# DIY Stripping Basket



## mluman83 (Jun 18, 2016)

Just wanted to share what I have done. I have tried many things but this design has been proven.

Laundry basket from Wal-Mart. Yoga mat (I like the thicker ones), Bic pens, 10lb weight, automotive trim (adhesive type stay put).

- It's pretty self explanatory. Measure out the bottom of the basket so you can put in the yoga mat. The thicker the better because they help the pens stay upright and stronger. Using a compas tool is the best way.

- Drop in a 10lb or more weight that fits the bottom.

- Remove the pen points and ink tubes from your Bic pens. I used scissors and cut right at the edge. Poke your pens through with the bottom end of the pen facing up so the fly line slides a little better.

- Take your adhesive automotive trim and just start it around the top of the basket until you reach the other side, then cut.

All done!

I've used this a lot already and it really works great at keeping the fly line from becoming a tangled nightmare. 

NOTE: Make sure you remove your mat if towing the boat with the basket in the boat. It will fly out and tumble down the road. Don't ask me how I know... I just throw the mat in a storage area until I hit the water.


----------



## Backwater (Dec 14, 2014)

Nice!










That's what I'm talkin about!

I've used this same basket from Wal-Mart before with some weight on the bottom and have share it here on the Fly Fishing forum of microskiff. What I really like about this basket is how wide the throat is, with out the base being so wide. Plus its a great height for me and easy to move around.


----------



## rakeel (Apr 9, 2014)

Here's the one I made out of a trashcan and some auto trim. 









I put a few weights from my dive belt in the bottom to weigh it down. There's a piece of seadek that I cut and put some zip ties in that I put in the bottom on top of the dive weights


----------



## KnightFishing (Jul 9, 2017)

rakeel said:


> Here's the one I made out of a trashcan and some auto trim.
> 
> 
> 
> ...


Could you post a link to that trashcan? Looks sharp


----------



## rakeel (Apr 9, 2014)

KnightFishing said:


> Could you post a link to that trashcan? Looks sharp


http://a.co/bbGZGGj


----------



## 994 (Apr 14, 2008)

That's a $58 plastic trash can? Flounder Creek Outfitters in Titusville had stripping buckets that looked very identical to Strip and Feed Research, and it was $100. Looked and felt very well built.


----------



## rakeel (Apr 9, 2014)

mosquitolaGOON said:


> That's a $58 plastic trash can? Flounder Creek Outfitters in Titusville had stripping buckets that looked very identical to Strip and Feed Research, and it was $100. Looked and felt very well built.


I got the trashcan in the link for around $35 (Amazon doesn't always have the best price) and it's made of a durable poly material that's UV stable. I was all in for ~$40 including the Auto trim and an hour or so of work. At over half the price of the one you're talking about I'd make my own again in a heartbeat.

*Goal 1*:
Answer these questions using the stripping basket thread:
(a) How heavy a weight goes in the bottom of the laundry basket?
(b) What was put in the bottom of the trashcan to weigh it down?
(c) About how much did the trashcan from the link cost?

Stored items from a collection
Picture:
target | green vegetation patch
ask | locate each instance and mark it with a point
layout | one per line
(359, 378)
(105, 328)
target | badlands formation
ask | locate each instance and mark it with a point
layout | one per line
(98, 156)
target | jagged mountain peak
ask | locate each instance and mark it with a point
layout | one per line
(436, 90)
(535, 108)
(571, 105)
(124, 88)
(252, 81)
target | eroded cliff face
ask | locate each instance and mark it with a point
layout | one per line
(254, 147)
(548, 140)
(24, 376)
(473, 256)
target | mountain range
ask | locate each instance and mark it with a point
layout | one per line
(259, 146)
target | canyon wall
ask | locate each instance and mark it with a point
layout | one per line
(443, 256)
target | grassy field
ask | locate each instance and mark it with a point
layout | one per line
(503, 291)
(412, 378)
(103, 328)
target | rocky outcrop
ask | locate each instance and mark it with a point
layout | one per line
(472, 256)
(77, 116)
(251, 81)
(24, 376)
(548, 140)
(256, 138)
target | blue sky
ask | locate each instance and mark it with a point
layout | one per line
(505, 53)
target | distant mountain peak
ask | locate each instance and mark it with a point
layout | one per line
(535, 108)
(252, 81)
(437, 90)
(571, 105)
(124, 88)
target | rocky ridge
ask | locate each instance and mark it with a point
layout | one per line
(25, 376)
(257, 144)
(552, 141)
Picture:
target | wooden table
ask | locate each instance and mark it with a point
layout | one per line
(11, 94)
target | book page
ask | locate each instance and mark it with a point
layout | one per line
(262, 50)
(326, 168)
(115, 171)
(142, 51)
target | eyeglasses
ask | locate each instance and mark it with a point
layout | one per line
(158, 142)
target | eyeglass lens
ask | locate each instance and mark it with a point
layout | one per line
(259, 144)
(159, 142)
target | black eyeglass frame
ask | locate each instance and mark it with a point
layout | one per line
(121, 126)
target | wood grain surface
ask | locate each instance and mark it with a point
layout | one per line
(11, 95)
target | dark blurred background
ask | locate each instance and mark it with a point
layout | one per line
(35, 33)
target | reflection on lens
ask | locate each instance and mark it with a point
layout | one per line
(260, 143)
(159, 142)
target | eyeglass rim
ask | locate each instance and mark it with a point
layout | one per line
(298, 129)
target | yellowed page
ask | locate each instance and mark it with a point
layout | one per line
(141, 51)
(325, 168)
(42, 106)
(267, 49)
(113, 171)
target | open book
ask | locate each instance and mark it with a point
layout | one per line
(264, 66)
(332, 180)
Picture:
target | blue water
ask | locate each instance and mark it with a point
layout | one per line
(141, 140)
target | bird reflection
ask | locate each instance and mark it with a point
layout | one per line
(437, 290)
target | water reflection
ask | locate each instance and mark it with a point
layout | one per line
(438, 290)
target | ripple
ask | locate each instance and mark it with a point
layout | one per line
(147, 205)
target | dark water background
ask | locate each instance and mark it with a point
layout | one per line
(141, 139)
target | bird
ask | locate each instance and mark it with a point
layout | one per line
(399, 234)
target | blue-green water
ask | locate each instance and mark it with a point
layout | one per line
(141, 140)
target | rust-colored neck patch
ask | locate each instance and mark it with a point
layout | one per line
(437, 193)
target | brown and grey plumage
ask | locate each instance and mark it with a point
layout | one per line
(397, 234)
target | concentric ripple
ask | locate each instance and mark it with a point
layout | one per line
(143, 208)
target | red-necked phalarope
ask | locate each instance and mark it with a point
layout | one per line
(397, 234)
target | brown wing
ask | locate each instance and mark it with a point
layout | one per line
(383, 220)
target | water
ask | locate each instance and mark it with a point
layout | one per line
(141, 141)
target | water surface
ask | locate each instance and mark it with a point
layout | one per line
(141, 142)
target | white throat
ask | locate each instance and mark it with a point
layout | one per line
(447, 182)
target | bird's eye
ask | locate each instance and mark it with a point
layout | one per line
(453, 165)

==

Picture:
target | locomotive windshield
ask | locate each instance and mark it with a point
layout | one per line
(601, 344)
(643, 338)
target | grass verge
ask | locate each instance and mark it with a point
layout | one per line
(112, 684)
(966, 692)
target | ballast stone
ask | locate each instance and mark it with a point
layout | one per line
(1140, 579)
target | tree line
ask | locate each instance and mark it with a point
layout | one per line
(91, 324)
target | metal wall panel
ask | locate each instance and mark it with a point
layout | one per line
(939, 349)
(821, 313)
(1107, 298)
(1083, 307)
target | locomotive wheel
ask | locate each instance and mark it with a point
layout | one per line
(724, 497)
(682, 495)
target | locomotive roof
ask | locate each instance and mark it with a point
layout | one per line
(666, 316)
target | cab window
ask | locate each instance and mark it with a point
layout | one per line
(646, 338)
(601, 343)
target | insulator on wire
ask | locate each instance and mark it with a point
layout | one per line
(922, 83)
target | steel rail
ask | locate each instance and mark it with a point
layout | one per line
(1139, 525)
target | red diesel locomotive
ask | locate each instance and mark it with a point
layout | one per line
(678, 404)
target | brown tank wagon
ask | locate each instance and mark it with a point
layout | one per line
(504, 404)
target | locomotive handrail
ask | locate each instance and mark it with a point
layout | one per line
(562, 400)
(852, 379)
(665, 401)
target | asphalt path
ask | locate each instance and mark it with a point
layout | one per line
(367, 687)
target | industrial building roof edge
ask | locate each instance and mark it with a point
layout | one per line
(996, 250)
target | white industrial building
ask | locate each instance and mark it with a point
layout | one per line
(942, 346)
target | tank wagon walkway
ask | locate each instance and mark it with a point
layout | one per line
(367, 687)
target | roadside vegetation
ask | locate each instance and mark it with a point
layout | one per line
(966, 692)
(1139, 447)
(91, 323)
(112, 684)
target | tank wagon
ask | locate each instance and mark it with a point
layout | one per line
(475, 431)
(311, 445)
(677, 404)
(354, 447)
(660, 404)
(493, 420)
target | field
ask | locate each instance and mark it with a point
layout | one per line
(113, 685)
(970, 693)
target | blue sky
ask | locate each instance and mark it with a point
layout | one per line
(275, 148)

* * *

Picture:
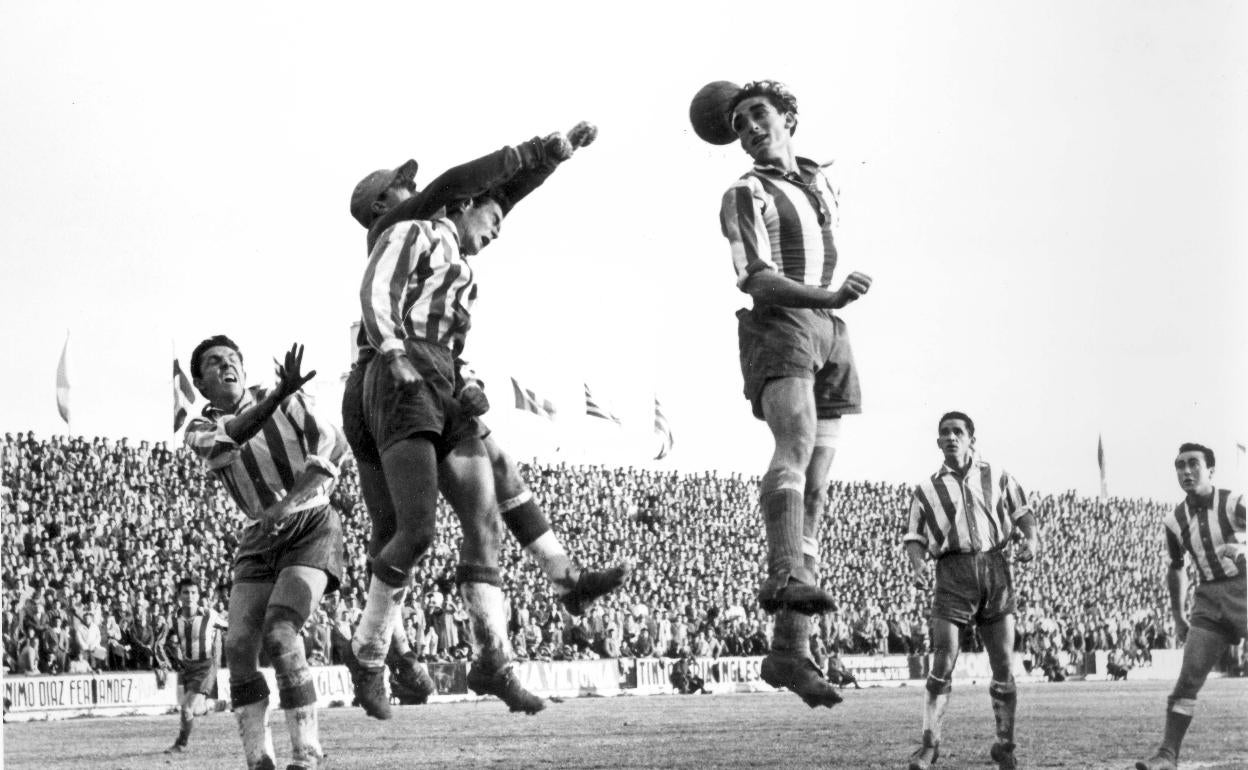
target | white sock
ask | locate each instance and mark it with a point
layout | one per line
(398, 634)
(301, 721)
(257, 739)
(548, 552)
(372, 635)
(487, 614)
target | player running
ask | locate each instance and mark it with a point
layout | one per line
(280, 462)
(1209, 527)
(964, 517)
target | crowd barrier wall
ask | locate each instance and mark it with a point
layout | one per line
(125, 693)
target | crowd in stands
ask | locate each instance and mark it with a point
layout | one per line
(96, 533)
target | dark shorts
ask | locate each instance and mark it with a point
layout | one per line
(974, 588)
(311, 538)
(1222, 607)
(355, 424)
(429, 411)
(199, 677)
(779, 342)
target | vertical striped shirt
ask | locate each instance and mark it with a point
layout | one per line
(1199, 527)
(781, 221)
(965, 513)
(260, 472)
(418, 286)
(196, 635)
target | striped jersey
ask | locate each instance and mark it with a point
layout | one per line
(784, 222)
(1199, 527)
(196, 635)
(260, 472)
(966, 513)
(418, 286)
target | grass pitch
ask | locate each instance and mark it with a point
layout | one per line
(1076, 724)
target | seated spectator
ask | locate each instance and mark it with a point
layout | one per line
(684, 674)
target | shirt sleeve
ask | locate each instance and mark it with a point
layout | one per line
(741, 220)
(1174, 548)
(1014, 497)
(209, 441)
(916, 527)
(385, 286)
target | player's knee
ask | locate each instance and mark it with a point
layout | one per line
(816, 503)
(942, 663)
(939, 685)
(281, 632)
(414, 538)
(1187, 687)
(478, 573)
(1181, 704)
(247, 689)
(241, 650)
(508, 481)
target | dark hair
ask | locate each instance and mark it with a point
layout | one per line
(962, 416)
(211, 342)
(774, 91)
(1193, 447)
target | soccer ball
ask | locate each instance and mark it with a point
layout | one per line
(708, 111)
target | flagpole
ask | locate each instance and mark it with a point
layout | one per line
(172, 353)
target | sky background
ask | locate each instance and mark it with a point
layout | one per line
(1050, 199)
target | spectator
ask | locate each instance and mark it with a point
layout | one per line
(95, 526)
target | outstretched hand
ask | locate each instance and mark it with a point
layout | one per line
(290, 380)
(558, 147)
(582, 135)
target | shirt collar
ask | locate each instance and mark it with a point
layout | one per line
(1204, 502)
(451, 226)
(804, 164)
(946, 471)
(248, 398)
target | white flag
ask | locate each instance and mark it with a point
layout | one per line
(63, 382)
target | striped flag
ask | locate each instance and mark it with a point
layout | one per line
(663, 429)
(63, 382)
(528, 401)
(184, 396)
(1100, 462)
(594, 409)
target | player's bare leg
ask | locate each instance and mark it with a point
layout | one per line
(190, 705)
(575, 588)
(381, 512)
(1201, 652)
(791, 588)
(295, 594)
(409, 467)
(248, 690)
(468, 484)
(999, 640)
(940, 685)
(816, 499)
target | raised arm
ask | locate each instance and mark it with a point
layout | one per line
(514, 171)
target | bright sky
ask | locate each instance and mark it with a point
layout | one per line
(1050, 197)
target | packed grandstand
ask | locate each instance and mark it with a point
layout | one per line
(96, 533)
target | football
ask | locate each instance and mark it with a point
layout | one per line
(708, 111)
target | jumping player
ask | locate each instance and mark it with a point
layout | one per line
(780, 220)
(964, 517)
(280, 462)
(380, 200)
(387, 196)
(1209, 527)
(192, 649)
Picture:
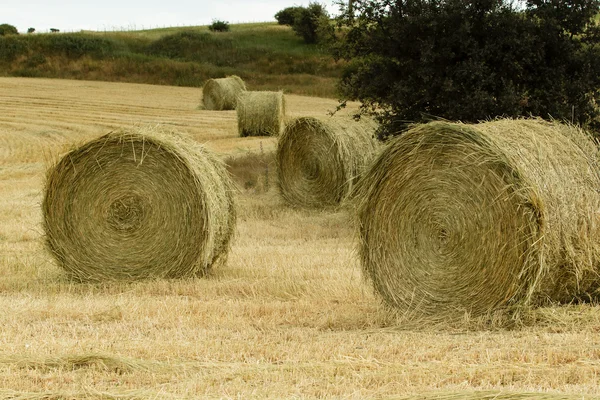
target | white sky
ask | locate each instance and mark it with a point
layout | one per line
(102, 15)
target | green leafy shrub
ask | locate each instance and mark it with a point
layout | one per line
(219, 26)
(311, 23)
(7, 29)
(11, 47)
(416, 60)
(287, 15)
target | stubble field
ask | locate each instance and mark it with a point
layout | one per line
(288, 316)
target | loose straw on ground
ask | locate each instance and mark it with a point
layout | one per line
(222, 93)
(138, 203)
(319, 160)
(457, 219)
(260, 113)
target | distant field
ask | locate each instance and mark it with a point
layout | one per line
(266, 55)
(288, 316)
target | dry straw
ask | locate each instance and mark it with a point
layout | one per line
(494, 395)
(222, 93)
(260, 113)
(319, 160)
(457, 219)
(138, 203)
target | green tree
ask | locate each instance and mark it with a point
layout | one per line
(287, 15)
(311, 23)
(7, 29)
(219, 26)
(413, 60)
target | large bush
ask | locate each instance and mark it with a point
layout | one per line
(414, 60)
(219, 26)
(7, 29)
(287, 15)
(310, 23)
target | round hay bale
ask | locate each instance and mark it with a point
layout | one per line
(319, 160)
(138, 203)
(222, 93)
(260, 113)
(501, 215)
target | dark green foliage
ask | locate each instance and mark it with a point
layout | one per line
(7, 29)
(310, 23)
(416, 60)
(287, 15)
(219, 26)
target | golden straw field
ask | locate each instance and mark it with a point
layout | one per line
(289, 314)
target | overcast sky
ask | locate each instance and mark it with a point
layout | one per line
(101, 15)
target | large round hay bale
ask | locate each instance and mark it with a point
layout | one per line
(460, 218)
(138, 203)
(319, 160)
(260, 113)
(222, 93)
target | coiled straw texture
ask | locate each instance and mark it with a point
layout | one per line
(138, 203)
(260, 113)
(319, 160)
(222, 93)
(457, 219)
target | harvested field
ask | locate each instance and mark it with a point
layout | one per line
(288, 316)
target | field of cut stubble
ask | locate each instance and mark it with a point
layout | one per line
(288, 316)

*Goal 2*: In the records, copy out the lines from the one containing "target | locomotive roof" through the one containing "(1139, 525)", including both.

*Correct result 1*:
(a) 10lb or more
(b) A few weights from a dive belt
(c) Around $35

*Correct result 2*:
target | locomotive roof
ask | locate each instance and mark it with a point
layout | one per line
(666, 316)
target | cab window
ask | locate each instance and mark it with a point
layout | one per line
(646, 338)
(601, 343)
target | insulator on wire
ask | locate each instance and mark it with a point
layout | one per line
(922, 83)
target | steel rail
ask | locate each instance and mark it with a point
layout | one per line
(1139, 525)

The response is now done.